_Work task_
Print again, word for word, all of the records below, and leave the pictures out.

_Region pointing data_

============================================================

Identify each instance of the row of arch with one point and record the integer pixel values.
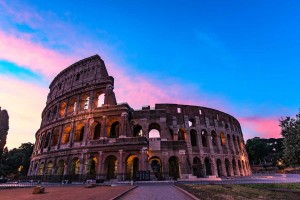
(74, 104)
(53, 138)
(226, 167)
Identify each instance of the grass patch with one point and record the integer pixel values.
(250, 191)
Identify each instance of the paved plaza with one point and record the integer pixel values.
(156, 192)
(64, 193)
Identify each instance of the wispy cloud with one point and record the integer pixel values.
(32, 56)
(264, 127)
(24, 102)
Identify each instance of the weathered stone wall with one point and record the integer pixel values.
(85, 131)
(3, 129)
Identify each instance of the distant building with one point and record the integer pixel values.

============================================================

_Answer to this exercise_
Identify each instance of the row of arch with one point and record the integer pixel values.
(74, 104)
(53, 138)
(226, 167)
Identify each instance of the grass patch with one point and record the integer pixel values.
(250, 191)
Identify each instance of the paved plaza with one point and record the integer pixel values.
(156, 192)
(64, 193)
Identify each instance of the wispy cloud with one point and record the integer pixel values.
(32, 56)
(264, 127)
(24, 102)
Identify each instance of the weathered stone wall with one point and record the integer pixel values.
(85, 131)
(3, 129)
Identify each instance of the distant building with one point and record the integer pixel values.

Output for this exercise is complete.